The request
Please quote the part of the records below that opens with the line containing "Challenge round — find the cap logo" and closes with the line containing "[163,438,286,639]". Copy it word for word, both of those lines included, and nothing else.

Exercise material
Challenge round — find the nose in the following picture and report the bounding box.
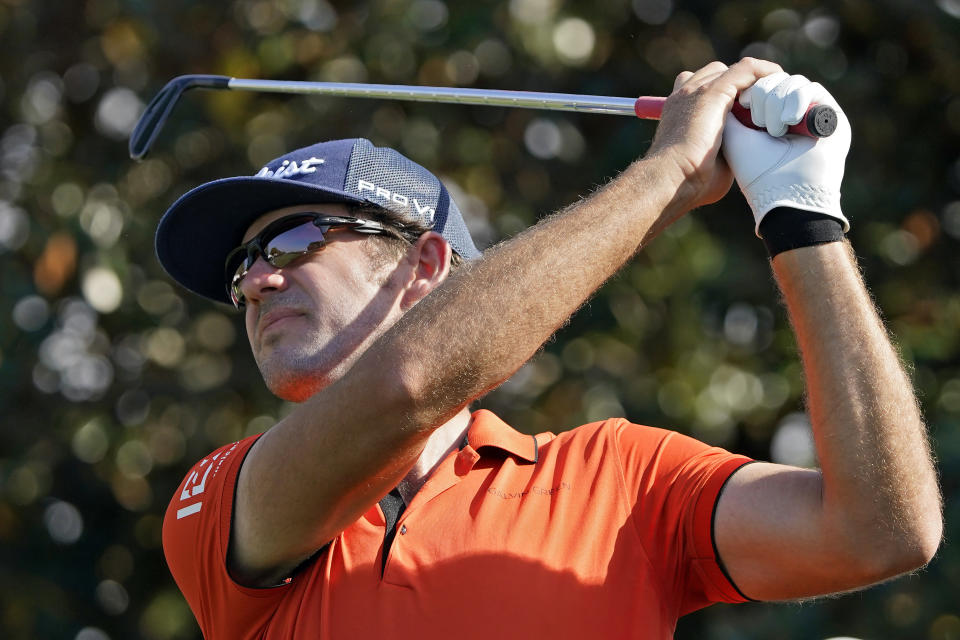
[240,257,287,302]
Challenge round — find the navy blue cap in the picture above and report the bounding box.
[156,138,480,304]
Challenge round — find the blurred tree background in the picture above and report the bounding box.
[0,0,960,640]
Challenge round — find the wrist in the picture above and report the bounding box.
[757,207,844,258]
[633,149,702,226]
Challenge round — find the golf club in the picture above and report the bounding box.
[130,75,837,160]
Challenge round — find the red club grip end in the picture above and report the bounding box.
[633,96,838,138]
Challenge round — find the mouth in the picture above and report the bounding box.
[257,309,304,339]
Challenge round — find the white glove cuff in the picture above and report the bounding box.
[742,184,850,238]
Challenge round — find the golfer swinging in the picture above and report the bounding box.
[157,59,942,640]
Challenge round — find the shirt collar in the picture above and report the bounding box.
[467,409,538,462]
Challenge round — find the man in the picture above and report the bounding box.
[157,59,942,638]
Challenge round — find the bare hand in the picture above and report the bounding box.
[647,58,782,213]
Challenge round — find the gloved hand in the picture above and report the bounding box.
[723,72,850,237]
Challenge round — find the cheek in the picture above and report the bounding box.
[243,305,257,346]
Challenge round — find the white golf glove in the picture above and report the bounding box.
[723,72,850,237]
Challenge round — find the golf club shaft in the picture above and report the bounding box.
[227,78,644,118]
[130,75,837,160]
[227,78,833,138]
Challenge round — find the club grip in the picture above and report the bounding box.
[633,96,838,138]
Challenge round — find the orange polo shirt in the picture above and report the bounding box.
[163,410,749,640]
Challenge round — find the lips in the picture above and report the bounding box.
[257,308,304,338]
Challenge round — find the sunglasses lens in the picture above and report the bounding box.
[227,221,324,308]
[264,222,323,269]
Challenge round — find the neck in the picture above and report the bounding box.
[397,407,470,505]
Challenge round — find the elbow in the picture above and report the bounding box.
[858,513,943,584]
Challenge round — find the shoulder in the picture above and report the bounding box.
[163,435,259,582]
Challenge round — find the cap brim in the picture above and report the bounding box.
[155,176,366,304]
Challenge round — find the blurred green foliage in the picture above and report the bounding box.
[0,0,960,640]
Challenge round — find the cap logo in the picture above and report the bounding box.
[357,180,437,225]
[253,156,326,180]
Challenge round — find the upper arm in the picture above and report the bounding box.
[714,463,886,600]
[229,376,426,586]
[163,438,286,639]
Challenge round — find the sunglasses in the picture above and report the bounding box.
[224,211,393,309]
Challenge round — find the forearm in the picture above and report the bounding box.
[773,242,941,569]
[378,154,683,426]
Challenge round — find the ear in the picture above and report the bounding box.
[400,231,453,311]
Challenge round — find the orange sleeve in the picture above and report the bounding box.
[163,436,288,640]
[615,420,752,616]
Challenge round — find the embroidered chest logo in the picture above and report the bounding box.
[487,481,573,500]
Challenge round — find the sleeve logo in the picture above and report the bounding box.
[177,451,223,520]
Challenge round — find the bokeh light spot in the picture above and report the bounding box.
[83,267,123,313]
[94,87,144,140]
[553,18,597,65]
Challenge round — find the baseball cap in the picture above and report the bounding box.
[156,138,480,304]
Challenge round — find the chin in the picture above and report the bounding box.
[258,352,349,402]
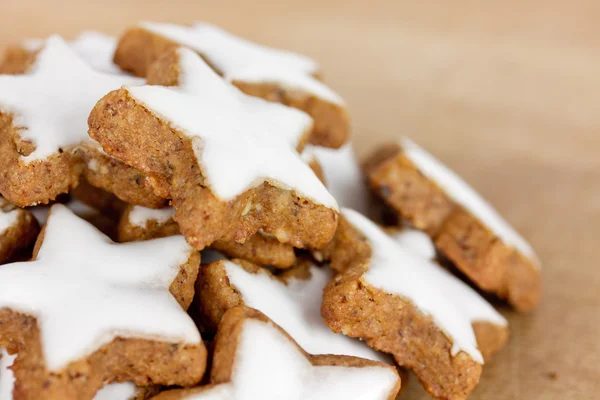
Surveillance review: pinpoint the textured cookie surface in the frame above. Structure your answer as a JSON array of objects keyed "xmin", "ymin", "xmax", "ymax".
[
  {"xmin": 0, "ymin": 196, "xmax": 40, "ymax": 264},
  {"xmin": 115, "ymin": 22, "xmax": 350, "ymax": 147},
  {"xmin": 147, "ymin": 307, "xmax": 400, "ymax": 400},
  {"xmin": 321, "ymin": 209, "xmax": 508, "ymax": 399},
  {"xmin": 0, "ymin": 205, "xmax": 206, "ymax": 399},
  {"xmin": 119, "ymin": 206, "xmax": 296, "ymax": 268},
  {"xmin": 195, "ymin": 260, "xmax": 389, "ymax": 362},
  {"xmin": 89, "ymin": 49, "xmax": 337, "ymax": 249},
  {"xmin": 367, "ymin": 139, "xmax": 541, "ymax": 312},
  {"xmin": 0, "ymin": 36, "xmax": 141, "ymax": 207}
]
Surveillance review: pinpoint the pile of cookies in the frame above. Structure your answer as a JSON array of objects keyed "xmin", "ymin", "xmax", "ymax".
[{"xmin": 0, "ymin": 22, "xmax": 540, "ymax": 400}]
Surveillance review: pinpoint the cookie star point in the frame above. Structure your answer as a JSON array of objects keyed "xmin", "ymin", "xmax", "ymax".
[{"xmin": 0, "ymin": 205, "xmax": 201, "ymax": 371}]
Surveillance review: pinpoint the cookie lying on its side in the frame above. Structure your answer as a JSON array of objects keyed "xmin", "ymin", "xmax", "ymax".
[
  {"xmin": 89, "ymin": 48, "xmax": 337, "ymax": 250},
  {"xmin": 0, "ymin": 205, "xmax": 207, "ymax": 400},
  {"xmin": 150, "ymin": 307, "xmax": 400, "ymax": 400},
  {"xmin": 192, "ymin": 260, "xmax": 390, "ymax": 362},
  {"xmin": 119, "ymin": 206, "xmax": 296, "ymax": 268},
  {"xmin": 0, "ymin": 196, "xmax": 40, "ymax": 264},
  {"xmin": 321, "ymin": 209, "xmax": 508, "ymax": 399},
  {"xmin": 0, "ymin": 347, "xmax": 159, "ymax": 400},
  {"xmin": 0, "ymin": 36, "xmax": 165, "ymax": 207},
  {"xmin": 366, "ymin": 139, "xmax": 541, "ymax": 312},
  {"xmin": 115, "ymin": 22, "xmax": 350, "ymax": 147}
]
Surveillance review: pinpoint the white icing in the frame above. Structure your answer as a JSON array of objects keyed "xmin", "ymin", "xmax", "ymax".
[
  {"xmin": 342, "ymin": 209, "xmax": 507, "ymax": 364},
  {"xmin": 21, "ymin": 31, "xmax": 125, "ymax": 75},
  {"xmin": 129, "ymin": 206, "xmax": 175, "ymax": 228},
  {"xmin": 390, "ymin": 228, "xmax": 436, "ymax": 260},
  {"xmin": 0, "ymin": 36, "xmax": 141, "ymax": 163},
  {"xmin": 0, "ymin": 347, "xmax": 17, "ymax": 400},
  {"xmin": 27, "ymin": 199, "xmax": 100, "ymax": 225},
  {"xmin": 185, "ymin": 320, "xmax": 398, "ymax": 400},
  {"xmin": 140, "ymin": 22, "xmax": 344, "ymax": 105},
  {"xmin": 69, "ymin": 31, "xmax": 124, "ymax": 75},
  {"xmin": 401, "ymin": 138, "xmax": 541, "ymax": 268},
  {"xmin": 224, "ymin": 261, "xmax": 387, "ymax": 361},
  {"xmin": 302, "ymin": 143, "xmax": 372, "ymax": 215},
  {"xmin": 127, "ymin": 48, "xmax": 337, "ymax": 209},
  {"xmin": 0, "ymin": 205, "xmax": 201, "ymax": 371},
  {"xmin": 0, "ymin": 209, "xmax": 20, "ymax": 234},
  {"xmin": 93, "ymin": 382, "xmax": 137, "ymax": 400}
]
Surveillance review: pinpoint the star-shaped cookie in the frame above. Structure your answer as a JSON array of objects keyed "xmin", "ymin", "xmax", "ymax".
[
  {"xmin": 115, "ymin": 22, "xmax": 350, "ymax": 147},
  {"xmin": 0, "ymin": 205, "xmax": 206, "ymax": 398},
  {"xmin": 366, "ymin": 138, "xmax": 542, "ymax": 312},
  {"xmin": 321, "ymin": 209, "xmax": 508, "ymax": 399},
  {"xmin": 148, "ymin": 307, "xmax": 400, "ymax": 400},
  {"xmin": 89, "ymin": 48, "xmax": 337, "ymax": 249},
  {"xmin": 194, "ymin": 260, "xmax": 390, "ymax": 362},
  {"xmin": 118, "ymin": 206, "xmax": 296, "ymax": 269},
  {"xmin": 0, "ymin": 36, "xmax": 141, "ymax": 206}
]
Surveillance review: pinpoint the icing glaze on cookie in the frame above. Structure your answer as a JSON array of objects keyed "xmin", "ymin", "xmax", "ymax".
[
  {"xmin": 21, "ymin": 31, "xmax": 126, "ymax": 75},
  {"xmin": 400, "ymin": 138, "xmax": 540, "ymax": 268},
  {"xmin": 69, "ymin": 31, "xmax": 125, "ymax": 75},
  {"xmin": 140, "ymin": 22, "xmax": 344, "ymax": 104},
  {"xmin": 186, "ymin": 320, "xmax": 398, "ymax": 400},
  {"xmin": 302, "ymin": 143, "xmax": 372, "ymax": 215},
  {"xmin": 342, "ymin": 209, "xmax": 507, "ymax": 364},
  {"xmin": 0, "ymin": 36, "xmax": 142, "ymax": 163},
  {"xmin": 224, "ymin": 261, "xmax": 387, "ymax": 361},
  {"xmin": 0, "ymin": 348, "xmax": 137, "ymax": 400},
  {"xmin": 0, "ymin": 347, "xmax": 17, "ymax": 400},
  {"xmin": 0, "ymin": 209, "xmax": 19, "ymax": 234},
  {"xmin": 390, "ymin": 228, "xmax": 436, "ymax": 260},
  {"xmin": 127, "ymin": 48, "xmax": 337, "ymax": 209},
  {"xmin": 129, "ymin": 206, "xmax": 175, "ymax": 228},
  {"xmin": 0, "ymin": 205, "xmax": 201, "ymax": 371}
]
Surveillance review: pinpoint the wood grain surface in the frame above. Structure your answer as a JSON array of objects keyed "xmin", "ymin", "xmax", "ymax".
[{"xmin": 0, "ymin": 0, "xmax": 600, "ymax": 400}]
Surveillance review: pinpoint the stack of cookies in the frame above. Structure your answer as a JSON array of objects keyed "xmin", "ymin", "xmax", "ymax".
[{"xmin": 0, "ymin": 22, "xmax": 540, "ymax": 400}]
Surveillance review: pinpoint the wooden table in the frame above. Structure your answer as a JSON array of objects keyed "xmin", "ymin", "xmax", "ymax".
[{"xmin": 0, "ymin": 0, "xmax": 600, "ymax": 400}]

Output of the task
Challenge round — find the cap logo in the picture above and report the bounding box.
[357,180,437,225]
[253,156,326,180]
Challenge round — find the upper arm in the picture above and report the bounding box.
[714,463,886,600]
[229,376,426,586]
[163,438,286,639]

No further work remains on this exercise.